YOUR TASK
Exactly as given, write out the lines from the one containing "Where can you see the rippled" through the end of the listing, with both ends included and nothing else.

## Start WORKING DATA

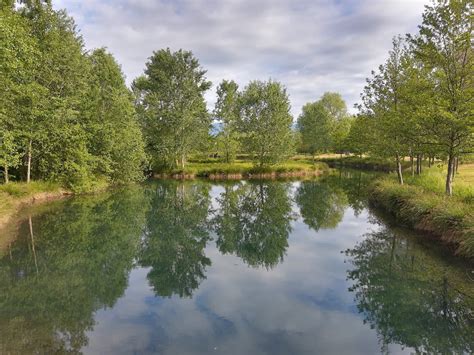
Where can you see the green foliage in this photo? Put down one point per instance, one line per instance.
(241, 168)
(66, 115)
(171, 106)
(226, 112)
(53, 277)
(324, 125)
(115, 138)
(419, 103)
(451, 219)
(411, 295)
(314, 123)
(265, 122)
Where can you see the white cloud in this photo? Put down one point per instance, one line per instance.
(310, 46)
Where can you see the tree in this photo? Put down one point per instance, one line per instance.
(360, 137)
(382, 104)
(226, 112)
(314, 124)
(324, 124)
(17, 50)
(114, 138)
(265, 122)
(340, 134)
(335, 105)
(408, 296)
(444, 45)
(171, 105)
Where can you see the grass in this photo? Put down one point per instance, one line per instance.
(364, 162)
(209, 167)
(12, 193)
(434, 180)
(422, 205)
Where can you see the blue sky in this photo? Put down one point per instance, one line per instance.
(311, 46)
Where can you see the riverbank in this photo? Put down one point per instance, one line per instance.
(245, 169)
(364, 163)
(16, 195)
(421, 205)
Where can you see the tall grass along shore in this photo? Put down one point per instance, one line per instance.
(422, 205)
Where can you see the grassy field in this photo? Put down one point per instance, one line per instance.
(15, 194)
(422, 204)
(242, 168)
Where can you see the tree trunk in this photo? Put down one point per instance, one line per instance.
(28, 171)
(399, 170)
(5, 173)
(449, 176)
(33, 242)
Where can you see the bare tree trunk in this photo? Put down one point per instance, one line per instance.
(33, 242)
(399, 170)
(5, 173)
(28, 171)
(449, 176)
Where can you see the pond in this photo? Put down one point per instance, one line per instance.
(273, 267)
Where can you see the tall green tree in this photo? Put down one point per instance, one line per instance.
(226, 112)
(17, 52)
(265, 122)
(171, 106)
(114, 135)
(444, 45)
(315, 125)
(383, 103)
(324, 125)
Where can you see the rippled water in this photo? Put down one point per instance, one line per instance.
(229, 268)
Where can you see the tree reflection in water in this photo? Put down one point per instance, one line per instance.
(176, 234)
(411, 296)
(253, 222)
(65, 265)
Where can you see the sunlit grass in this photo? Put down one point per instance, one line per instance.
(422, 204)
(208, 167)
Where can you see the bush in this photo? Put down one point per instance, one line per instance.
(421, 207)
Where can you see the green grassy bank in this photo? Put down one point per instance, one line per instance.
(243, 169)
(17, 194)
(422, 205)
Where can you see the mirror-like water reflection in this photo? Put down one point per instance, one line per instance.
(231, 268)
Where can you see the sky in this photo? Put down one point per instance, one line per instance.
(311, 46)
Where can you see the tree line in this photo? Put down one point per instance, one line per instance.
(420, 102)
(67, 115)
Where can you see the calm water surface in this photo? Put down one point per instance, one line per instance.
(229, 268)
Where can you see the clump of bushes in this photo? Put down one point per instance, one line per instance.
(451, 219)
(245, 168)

## End WORKING DATA

EXERCISE SOLUTION
Where can you see the rippled water in this photo? Put down one point per instance, one line per instance.
(229, 268)
Where can you see the tree reflection in water in this photo? Put down one point per instance, one line per instance.
(176, 234)
(411, 296)
(253, 222)
(65, 265)
Where can you see the sunlit grass in this photo? Put down one point per instance, one line per instance.
(422, 204)
(208, 167)
Where can you see the bush in this photo? Put down one point per instance, one line per instance.
(421, 207)
Where can you see the green grassy bank in this photo? Put down one point per instance, one line per instance.
(243, 169)
(17, 194)
(422, 205)
Where can you see the mirror-like water reflection in this photo? Put down one point per instance, one line per instance.
(231, 268)
Where can you see the sky in this photo? Put down one point per instance, one line per instance.
(311, 46)
Where can you see the tree line in this photo? Put down one point per instance, one line per instance.
(420, 102)
(67, 115)
Where can you see the calm water surface in this photo? Put down one point per instance, one line per instance.
(229, 268)
Where can you see the clump of bushes in this photo? Put down one point per instance, one line per instance.
(451, 219)
(245, 168)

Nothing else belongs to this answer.